• _GOAL_: Quote every line as given.

• _Pointing dataset excerpts_:
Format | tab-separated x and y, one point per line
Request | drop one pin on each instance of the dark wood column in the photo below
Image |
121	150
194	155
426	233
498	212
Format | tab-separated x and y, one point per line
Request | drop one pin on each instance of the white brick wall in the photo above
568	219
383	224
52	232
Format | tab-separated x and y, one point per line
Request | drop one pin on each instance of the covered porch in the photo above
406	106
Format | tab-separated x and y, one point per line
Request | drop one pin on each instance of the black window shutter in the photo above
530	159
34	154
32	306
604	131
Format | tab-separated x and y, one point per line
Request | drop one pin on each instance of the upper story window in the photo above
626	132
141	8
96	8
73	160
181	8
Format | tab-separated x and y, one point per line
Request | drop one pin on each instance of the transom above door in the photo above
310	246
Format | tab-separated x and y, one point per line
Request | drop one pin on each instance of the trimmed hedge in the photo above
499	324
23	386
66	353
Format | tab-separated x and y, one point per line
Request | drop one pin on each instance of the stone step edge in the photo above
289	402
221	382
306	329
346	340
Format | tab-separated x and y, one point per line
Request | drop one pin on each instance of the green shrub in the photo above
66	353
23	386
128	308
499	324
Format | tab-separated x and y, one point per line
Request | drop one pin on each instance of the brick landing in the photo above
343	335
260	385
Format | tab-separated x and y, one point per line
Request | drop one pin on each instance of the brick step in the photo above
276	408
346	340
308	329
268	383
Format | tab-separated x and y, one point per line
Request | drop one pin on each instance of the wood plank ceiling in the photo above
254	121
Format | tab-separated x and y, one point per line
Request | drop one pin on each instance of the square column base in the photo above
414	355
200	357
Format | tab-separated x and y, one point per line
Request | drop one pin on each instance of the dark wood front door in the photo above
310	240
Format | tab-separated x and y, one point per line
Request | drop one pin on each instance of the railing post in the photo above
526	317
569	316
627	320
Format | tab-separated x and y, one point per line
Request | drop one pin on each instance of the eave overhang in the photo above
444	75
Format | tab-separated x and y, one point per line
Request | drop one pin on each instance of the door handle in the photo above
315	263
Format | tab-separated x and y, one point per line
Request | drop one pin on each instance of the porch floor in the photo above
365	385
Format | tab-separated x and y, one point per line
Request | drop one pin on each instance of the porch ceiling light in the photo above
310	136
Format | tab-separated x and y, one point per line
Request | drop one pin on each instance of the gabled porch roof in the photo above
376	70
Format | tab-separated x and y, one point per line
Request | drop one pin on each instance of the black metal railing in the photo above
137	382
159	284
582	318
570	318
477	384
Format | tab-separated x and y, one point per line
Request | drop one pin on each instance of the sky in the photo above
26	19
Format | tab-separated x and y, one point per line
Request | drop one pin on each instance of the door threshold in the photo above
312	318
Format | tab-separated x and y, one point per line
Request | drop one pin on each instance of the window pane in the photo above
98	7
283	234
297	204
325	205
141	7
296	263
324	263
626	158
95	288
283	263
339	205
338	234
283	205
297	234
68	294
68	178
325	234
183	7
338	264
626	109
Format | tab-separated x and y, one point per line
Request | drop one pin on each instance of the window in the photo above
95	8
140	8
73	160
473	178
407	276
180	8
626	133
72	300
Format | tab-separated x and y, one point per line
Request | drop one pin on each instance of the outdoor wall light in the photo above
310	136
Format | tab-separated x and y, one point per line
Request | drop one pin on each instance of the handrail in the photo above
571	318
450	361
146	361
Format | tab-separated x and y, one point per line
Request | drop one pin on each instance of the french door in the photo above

• _SOLUTION FOR THIS TASK_:
Format | tab-separated x and y, one point per line
Request | drop one pin on each instance of the dark wood column in the photo below
Image |
121	150
194	155
426	233
498	212
Format | tab-separated x and y, one point per line
Request | drop one pin on each instance of the white brick wall in the photo above
568	219
383	224
52	232
Format | tab-separated x and y, one point per line
Request | drop one pin on each instance of the covered porch in the photo above
406	106
Format | tab-separated x and y, one point per line
Request | drop one pin on each instance of the black window shutter in the photo above
530	159
34	154
32	306
604	131
Format | tab-separated x and y, one point per line
Request | drop one pin on each instance of the upper story window in the photo above
626	132
141	8
96	8
73	160
181	8
Format | tab-separated x and y, one point per line
Request | drop one pin on each instance of the transom above door in the photo above
310	246
Format | tab-separated x and y, one point per line
Request | drop one pin on each instance of the trimmed hedge in the photo above
499	324
23	386
66	353
Format | tab-separated x and y, one point per line
Request | drop one pin on each instance of the stone step edge in the photo above
289	402
221	382
306	329
346	340
Format | tab-separated x and y, one point per line
Request | drop one pin on each instance of the green shrub in the photo above
66	353
23	386
128	308
499	324
Format | tab-separated x and y, one point per line
Request | drop one pin on each instance of the brick landing in the photo above
343	335
260	385
Format | tab-separated x and y, one point per line
Request | drop one pin on each instance of the brick step in the photo above
276	408
346	340
308	329
268	383
Format | tab-separated x and y, one point per line
Request | drop one pin on each instance of the wood plank ceiling in the photo above
254	121
Format | tab-separated x and y, one point per line
Request | drop one pin on each instance of the square column base in the photo above
414	355
200	357
Format | tab-separated x and y, one point per line
Request | drop one pin on each instance of the dark wood front door in the photo above
310	240
Format | tab-separated x and y, one point per line
Request | drop one pin on each instance of the railing post in the photo above
526	317
569	316
627	320
Format | tab-separated x and y, one point per line
Request | drop one pin on each instance of the eave overhang in the photo above
444	75
Format | tab-separated x and y, one point per line
Request | drop one pin on each instance of the door handle in the photo above
315	263
Format | tab-separated x and y, one point per line
Request | drop one pin on each instance of the porch floor in the photo above
365	385
Format | tab-separated x and y, one point per line
Request | drop one pin on each instance of the porch ceiling light in the photo above
310	136
Format | tab-separated x and y, one point per line
Request | drop one pin on each instance of the gabled porch roof in the photo above
376	70
Format | tab-separated x and y, one point per line
Request | drop one pin on each instance of the black metal railing in the photo above
137	382
159	284
582	318
570	318
477	384
Format | tab-separated x and y, one point per line
Request | drop one pin on each instance of the sky in the photo above
26	19
Format | tab-separated x and y, one point per line
Request | drop one pin on each instance of the door threshold in the photo above
312	318
Format | tab-separated x and y, one point per line
Request | drop one pin on each instance of the window pane in the photo above
98	7
283	234
297	204
325	205
141	7
296	263
324	263
626	158
95	288
283	263
339	205
338	234
283	205
297	234
68	294
68	178
325	234
183	7
338	264
626	109
Format | tab-separated x and y, one point per line
Request | drop one pin on each instance of the window in the photo above
95	8
140	8
73	160
473	178
407	276
180	8
626	133
72	300
Format | tab-separated x and y, one point per line
Request | drop one pin on each instance of the outdoor wall light in the photo above
310	136
Format | tab-separated x and y, one point per line
Request | drop one pin on each instance of the handrail in the photo above
571	318
450	361
146	361
Format | tab-separated x and y, one point per line
Request | drop one pin on each instance of the french door in the photo above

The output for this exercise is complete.